_Provided information_.
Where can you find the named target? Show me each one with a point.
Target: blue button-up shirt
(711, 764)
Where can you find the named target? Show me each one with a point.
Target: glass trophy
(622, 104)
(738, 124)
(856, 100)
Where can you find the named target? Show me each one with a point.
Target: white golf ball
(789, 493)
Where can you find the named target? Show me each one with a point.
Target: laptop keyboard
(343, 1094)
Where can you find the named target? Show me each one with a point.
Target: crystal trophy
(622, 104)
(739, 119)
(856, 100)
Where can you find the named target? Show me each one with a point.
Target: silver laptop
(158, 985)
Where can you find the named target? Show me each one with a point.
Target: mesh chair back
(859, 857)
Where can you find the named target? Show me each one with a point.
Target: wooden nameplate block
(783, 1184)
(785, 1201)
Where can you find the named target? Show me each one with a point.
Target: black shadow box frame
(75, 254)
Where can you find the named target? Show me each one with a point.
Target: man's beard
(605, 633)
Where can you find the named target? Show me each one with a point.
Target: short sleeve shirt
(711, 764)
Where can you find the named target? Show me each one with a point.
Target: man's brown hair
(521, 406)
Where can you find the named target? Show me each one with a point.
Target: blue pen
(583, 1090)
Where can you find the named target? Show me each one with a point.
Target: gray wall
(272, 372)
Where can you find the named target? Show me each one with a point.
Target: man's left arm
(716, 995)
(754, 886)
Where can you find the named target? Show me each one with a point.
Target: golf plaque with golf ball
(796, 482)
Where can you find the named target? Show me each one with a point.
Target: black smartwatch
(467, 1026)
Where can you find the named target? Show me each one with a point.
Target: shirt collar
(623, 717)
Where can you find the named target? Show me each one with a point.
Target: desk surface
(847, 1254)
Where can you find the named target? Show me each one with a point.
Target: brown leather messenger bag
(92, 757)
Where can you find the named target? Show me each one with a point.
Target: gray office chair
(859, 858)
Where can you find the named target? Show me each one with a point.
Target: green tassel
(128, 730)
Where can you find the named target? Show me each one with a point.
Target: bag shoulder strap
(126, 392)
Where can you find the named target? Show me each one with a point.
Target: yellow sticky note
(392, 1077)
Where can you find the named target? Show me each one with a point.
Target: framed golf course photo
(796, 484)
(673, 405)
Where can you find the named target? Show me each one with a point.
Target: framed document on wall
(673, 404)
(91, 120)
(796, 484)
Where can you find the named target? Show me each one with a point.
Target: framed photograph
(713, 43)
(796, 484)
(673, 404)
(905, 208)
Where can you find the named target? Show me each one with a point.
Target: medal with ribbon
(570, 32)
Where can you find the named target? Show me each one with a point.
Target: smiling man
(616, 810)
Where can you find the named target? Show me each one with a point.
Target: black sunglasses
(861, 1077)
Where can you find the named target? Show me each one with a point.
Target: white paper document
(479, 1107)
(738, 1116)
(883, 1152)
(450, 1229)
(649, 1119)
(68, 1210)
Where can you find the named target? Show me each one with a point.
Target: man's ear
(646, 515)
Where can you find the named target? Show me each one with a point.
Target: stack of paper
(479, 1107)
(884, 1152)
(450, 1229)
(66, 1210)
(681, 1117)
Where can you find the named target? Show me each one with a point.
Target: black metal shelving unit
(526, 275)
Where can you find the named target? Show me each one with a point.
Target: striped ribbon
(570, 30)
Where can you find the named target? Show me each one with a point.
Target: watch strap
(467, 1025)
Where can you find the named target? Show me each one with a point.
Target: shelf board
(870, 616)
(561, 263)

_Exercise objective_. Extract every record. Keep wording exact.

_Response to the exercise_.
Where can you find the named target? Show me each one with a point.
Target: blue button-up shirt
(711, 764)
Where can you find the named target? Show me each one with a point.
Target: glass trophy
(622, 104)
(738, 124)
(856, 100)
Where can you find the named target? Show me each one with a point.
Target: white golf ball
(789, 493)
Where can you find the named target? Show me each one with a point.
Target: laptop keyboard
(343, 1094)
Where can you find the named target? Show me each one with a point.
Target: crystal trophy
(622, 104)
(739, 119)
(856, 100)
Where can you find the named target? Show me each one with a point.
Target: silver laptop
(158, 985)
Where can you find the named target? Show me each one with a point.
Target: mesh chair back
(859, 857)
Where can you find the named target? Show me each one with a point.
Target: wooden nameplate block
(783, 1184)
(785, 1201)
Where can you find the named target? Show me each one with a point.
Target: black shadow box frame
(75, 254)
Where can you find the named target? Show me each one with a point.
Target: man's beard
(605, 633)
Where can you find the named target? Show me each one with a point.
Target: short sleeve shirt
(711, 764)
Where can you find the named target? Show me each one with a point.
Target: man's brown hair
(521, 406)
Where can you find the named target? Show me each one with a point.
Target: blue pen
(583, 1090)
Where can you find the named target? Show me each one with a point.
Target: gray wall
(272, 372)
Where can you find the named target? Show me each one with a point.
Target: man's left arm
(716, 995)
(754, 886)
Where can you find the named target? Show me each one with a point.
Target: golf plaque with golf ball
(796, 482)
Where can you find the named target? Show me each one with a point.
Target: black smartwatch
(467, 1026)
Where can you find the named target? Show me each one with a point.
Target: shirt collar
(623, 717)
Where can you find the named target? Show me each one with a point.
Target: desk surface
(847, 1254)
Where can you find the named target? Show me each one with a point.
Target: brown leather messenger bag
(92, 757)
Where can you find the named target? Show me each one with a point.
Target: gray office chair
(859, 858)
Where can you find the named target? Show me each one with a point.
Target: green tassel
(128, 730)
Where can you find the named target? Show me each one with a point.
Target: bag shoulder strap
(126, 392)
Where can you find the named target? Show me each one with a point.
Target: yellow sticky note
(392, 1077)
Where can you find the named target? Show me each one with a point.
Target: framed golf course photo
(796, 484)
(673, 405)
Where can you find the named target? Show me each one with a point.
Target: framed document on wall
(673, 404)
(91, 120)
(796, 484)
Where can you find the named target? Show me each one with a point.
Target: framed photograph
(713, 43)
(796, 484)
(673, 404)
(905, 208)
Where can you find the named target? Show me each one with a point.
Target: medal with ribbon
(570, 32)
Where can you find the named target? Show me each one with a point.
Target: smiling man
(616, 810)
Where can you find the named target? Show me each one with a point.
Target: black sunglasses
(861, 1077)
Where can you find the named target? Show me each one with a point.
Target: white paper document
(479, 1107)
(738, 1116)
(883, 1152)
(450, 1229)
(649, 1119)
(68, 1210)
Where can you find the named target? Show me each one with a point.
Target: man's ear
(646, 515)
Where can you find the named target? Show me each one with a point.
Target: stack of paper
(479, 1107)
(884, 1152)
(450, 1229)
(66, 1210)
(681, 1117)
Where can you find the named target? Show me each one with a point.
Target: black metal shelving unit
(526, 275)
Where can you find the named target? Show me each one with a point.
Target: striped ribbon
(570, 30)
Where can you find the named target? Show me each one with a point.
Target: watch strap
(467, 1025)
Where can you find the named target? Show me each one with a point.
Target: shelf board
(870, 616)
(561, 263)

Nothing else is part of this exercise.